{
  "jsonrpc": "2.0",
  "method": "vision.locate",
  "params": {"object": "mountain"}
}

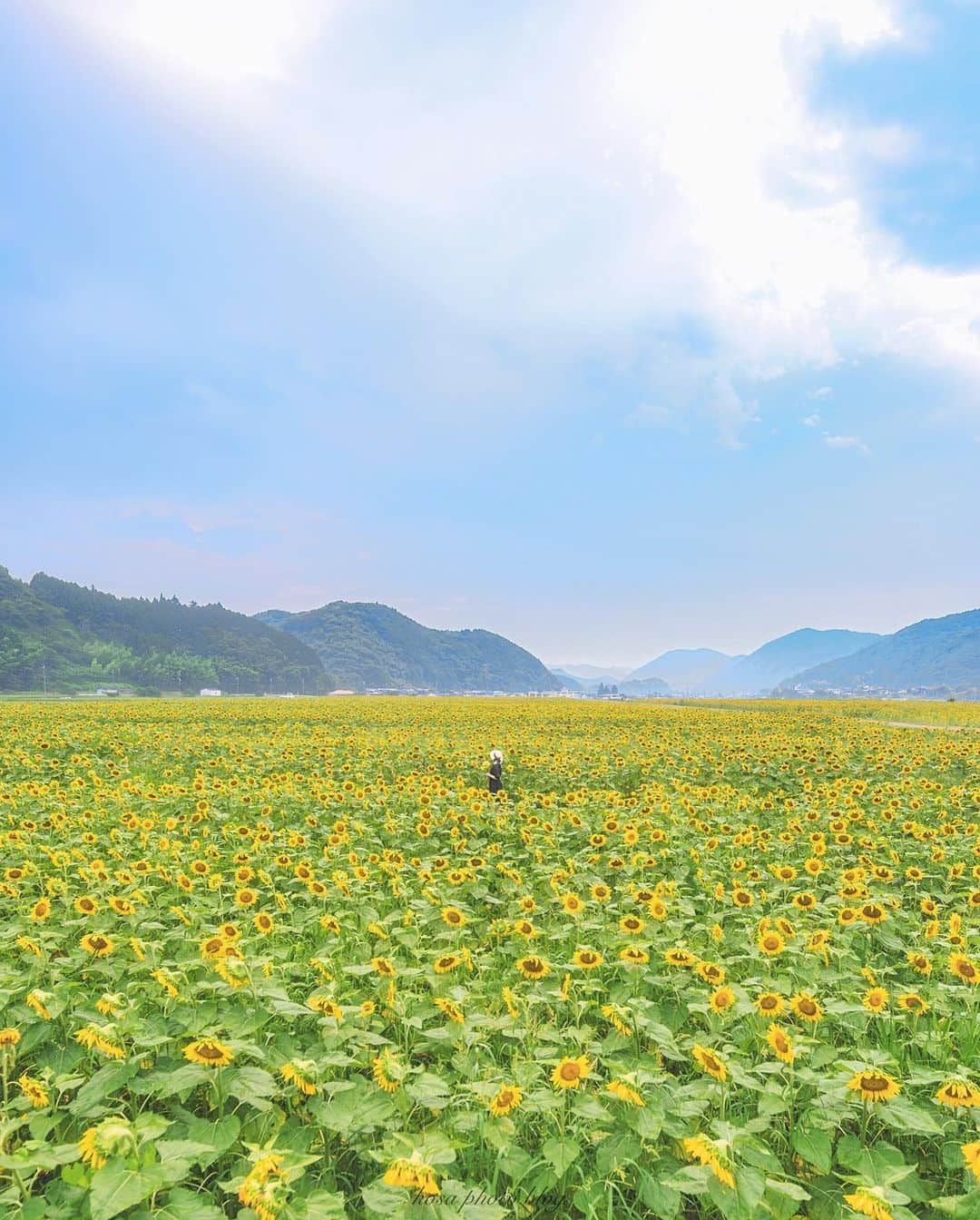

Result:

•••••

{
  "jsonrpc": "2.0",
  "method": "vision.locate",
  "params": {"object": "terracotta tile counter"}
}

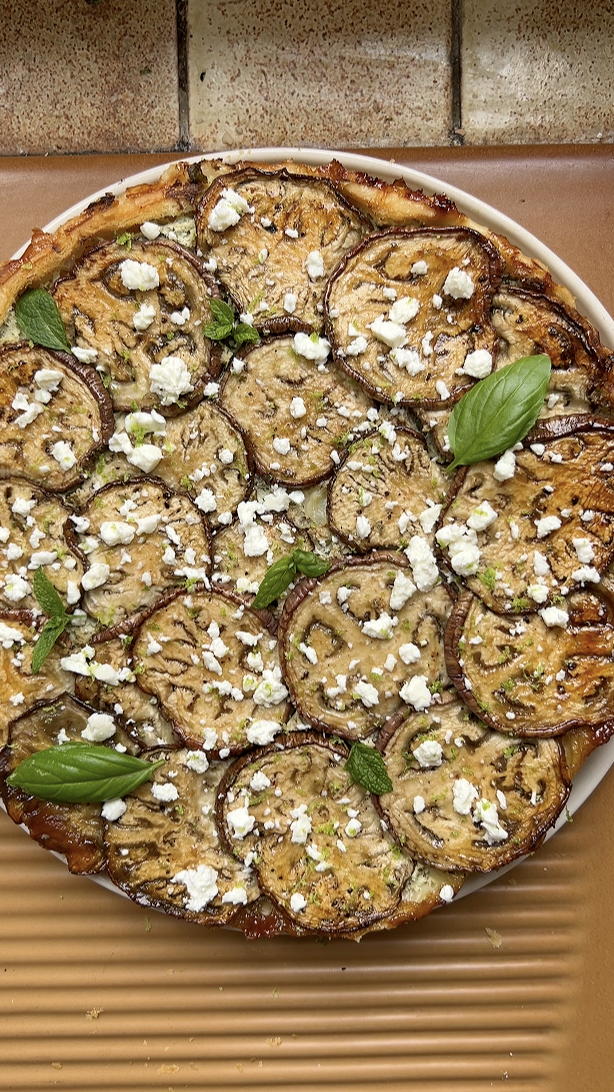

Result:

•••••

Gather every line above that contains the string "params", and copy each one out in full.

Reply to the task
  "params": {"object": "mountain"}
  "params": {"object": "terracotta tile counter"}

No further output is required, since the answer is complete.